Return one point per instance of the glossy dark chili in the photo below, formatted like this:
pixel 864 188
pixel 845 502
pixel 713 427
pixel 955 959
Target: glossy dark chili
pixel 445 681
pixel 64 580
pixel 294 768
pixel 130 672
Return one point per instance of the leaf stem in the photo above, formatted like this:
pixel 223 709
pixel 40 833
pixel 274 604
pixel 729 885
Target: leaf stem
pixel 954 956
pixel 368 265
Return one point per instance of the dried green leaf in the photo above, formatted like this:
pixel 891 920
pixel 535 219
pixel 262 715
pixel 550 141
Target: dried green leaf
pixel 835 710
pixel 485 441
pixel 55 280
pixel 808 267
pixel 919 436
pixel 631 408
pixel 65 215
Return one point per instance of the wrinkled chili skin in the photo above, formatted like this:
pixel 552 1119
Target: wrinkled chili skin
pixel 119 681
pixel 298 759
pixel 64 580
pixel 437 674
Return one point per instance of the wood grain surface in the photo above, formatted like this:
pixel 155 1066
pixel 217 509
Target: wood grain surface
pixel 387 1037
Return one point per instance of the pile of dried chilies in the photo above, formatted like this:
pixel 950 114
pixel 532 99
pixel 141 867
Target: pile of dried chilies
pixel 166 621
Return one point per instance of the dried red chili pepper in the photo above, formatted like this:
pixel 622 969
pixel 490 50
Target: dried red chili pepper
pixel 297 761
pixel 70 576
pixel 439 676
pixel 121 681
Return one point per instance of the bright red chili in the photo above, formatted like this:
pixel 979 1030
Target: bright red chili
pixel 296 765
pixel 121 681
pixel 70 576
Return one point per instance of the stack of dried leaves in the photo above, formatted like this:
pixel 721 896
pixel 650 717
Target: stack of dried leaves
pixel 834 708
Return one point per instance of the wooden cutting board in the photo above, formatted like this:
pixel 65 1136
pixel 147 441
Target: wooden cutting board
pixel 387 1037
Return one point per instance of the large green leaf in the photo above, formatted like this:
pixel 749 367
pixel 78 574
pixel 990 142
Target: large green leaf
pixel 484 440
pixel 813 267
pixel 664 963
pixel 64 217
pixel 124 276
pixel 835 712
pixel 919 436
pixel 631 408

____

#### What the exercise asks
Turn all of the material above into a numbered list, one line per item, and leave out any blank lines.

#### Written solution
1. Return one point per instance of the glossy dark chili in the photo below, formatted like this:
2. pixel 864 188
3. pixel 845 502
4. pixel 713 427
5. pixel 955 959
6. Target: glossy dark chili
7. pixel 445 681
8. pixel 64 580
9. pixel 294 768
10. pixel 130 672
11. Return one point per instance of the leaf stem in the photo above, formatted like this:
12. pixel 223 709
13. pixel 40 833
14. pixel 274 604
15. pixel 729 885
16. Target: leaf stem
17. pixel 954 956
18. pixel 368 265
19. Return one point per instance of the dried green leaf in the photo above, formatted like this:
20. pixel 891 920
21. pixel 535 219
22. pixel 262 715
23. pixel 550 141
24. Target: dried green leaf
25. pixel 835 710
26. pixel 485 441
27. pixel 55 280
28. pixel 808 267
29. pixel 919 436
30. pixel 631 408
31. pixel 65 215
32. Return one point per instance of the wrinkled chili skin in the photo above, formatted like this:
33. pixel 552 1119
34. Target: wrinkled chili skin
35. pixel 119 681
36. pixel 298 759
37. pixel 64 580
38. pixel 437 674
39. Return one point per instance of the wood grain surface in the photo above, formatted like this:
40. pixel 155 1066
41. pixel 217 509
42. Target: wood grain surface
43. pixel 387 1037
44. Return one point per instance of the pile of dried chilies in the photo above, formatted like this:
45. pixel 950 114
46. pixel 532 99
47. pixel 141 867
48. Target: pile of dried chilies
49. pixel 166 621
50. Return one point per instance of the dried red chili pepper in the photo above, formatted like this:
51. pixel 622 969
52. pixel 490 50
53. Target: dried red chili pepper
54. pixel 297 761
55. pixel 70 576
56. pixel 439 676
57. pixel 121 681
58. Return one point per instance of the bright red chili in the photo above, formatted like this:
59. pixel 979 1030
60. Target: bright red chili
61. pixel 296 765
62. pixel 121 681
63. pixel 70 576
64. Return one point per instance of the stack of dried leaves in the photo above, formatted like this:
65. pixel 721 896
66. pixel 650 717
67. Target: stack of dried leaves
68. pixel 834 708
69. Return one point per instance of the wooden cutting board in the photo above, formatted like this:
70. pixel 65 1136
71. pixel 147 441
72. Target: wooden cutting board
73. pixel 387 1037
74. Return one point per instance of the large green leaf in the photo above, formatted like this:
75. pixel 749 367
76. pixel 78 574
77. pixel 990 142
78. Target: large green leaf
79. pixel 484 440
80. pixel 813 267
81. pixel 664 963
82. pixel 64 217
83. pixel 124 276
84. pixel 835 712
85. pixel 919 436
86. pixel 631 408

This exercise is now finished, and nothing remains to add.